# Aim:
Please reformat the data below as a numbered list, leaving out any blank lines.

——

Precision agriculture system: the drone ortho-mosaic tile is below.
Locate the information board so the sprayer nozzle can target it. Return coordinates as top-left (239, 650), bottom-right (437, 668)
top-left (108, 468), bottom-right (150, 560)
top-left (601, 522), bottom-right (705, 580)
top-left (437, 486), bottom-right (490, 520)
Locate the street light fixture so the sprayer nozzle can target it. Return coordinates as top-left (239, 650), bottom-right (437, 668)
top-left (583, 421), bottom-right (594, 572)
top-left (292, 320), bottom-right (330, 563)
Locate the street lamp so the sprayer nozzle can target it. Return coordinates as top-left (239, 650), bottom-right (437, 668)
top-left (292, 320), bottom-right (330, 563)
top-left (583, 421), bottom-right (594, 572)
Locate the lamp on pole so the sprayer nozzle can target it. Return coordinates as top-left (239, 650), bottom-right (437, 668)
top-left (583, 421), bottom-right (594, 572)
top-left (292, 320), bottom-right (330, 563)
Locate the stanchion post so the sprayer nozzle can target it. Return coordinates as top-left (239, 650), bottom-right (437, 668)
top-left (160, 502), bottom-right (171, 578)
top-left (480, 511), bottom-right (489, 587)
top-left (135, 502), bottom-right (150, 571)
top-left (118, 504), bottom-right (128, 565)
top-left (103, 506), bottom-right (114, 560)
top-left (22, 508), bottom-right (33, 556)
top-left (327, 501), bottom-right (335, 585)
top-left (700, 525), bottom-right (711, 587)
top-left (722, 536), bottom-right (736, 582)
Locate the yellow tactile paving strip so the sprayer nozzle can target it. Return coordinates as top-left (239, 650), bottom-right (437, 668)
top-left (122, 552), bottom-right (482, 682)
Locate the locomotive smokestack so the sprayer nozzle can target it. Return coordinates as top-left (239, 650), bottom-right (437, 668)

——

# Result:
1. Precision agriculture system: the drone ortho-mosaic tile is below.
2. Locate the information board so the sprayer nozzle can target it. Return coordinates as top-left (239, 650), bottom-right (437, 668)
3. top-left (108, 468), bottom-right (150, 560)
4. top-left (601, 522), bottom-right (705, 580)
5. top-left (437, 486), bottom-right (490, 520)
6. Locate the street light fixture so the sprayer nozzle can target it. Return coordinates as top-left (239, 650), bottom-right (437, 668)
7. top-left (583, 421), bottom-right (594, 572)
8. top-left (292, 320), bottom-right (330, 563)
9. Locate the street lamp so the sprayer nozzle can target it. Return coordinates as top-left (239, 650), bottom-right (437, 668)
10. top-left (292, 320), bottom-right (330, 563)
11. top-left (583, 421), bottom-right (594, 572)
12. Locate the lamp on pole so the sprayer nozzle can target it. Return coordinates as top-left (239, 650), bottom-right (437, 668)
13. top-left (583, 421), bottom-right (594, 572)
14. top-left (292, 320), bottom-right (330, 563)
15. Locate the stanchion post so the sprayer nozzle can target it. Return coordinates as top-left (239, 650), bottom-right (437, 668)
16. top-left (160, 502), bottom-right (171, 578)
17. top-left (480, 511), bottom-right (489, 587)
18. top-left (135, 502), bottom-right (150, 571)
19. top-left (118, 504), bottom-right (128, 565)
20. top-left (103, 506), bottom-right (114, 560)
21. top-left (22, 508), bottom-right (33, 556)
22. top-left (327, 501), bottom-right (335, 585)
23. top-left (700, 525), bottom-right (711, 587)
24. top-left (722, 536), bottom-right (736, 582)
25. Locate the yellow tactile paving strip so the sprayer nozzle can target it. Return coordinates as top-left (239, 650), bottom-right (437, 668)
26. top-left (122, 552), bottom-right (482, 682)
27. Locate the locomotive smokestack so the sprayer nozzle can target it. Return coordinates as top-left (239, 650), bottom-right (437, 668)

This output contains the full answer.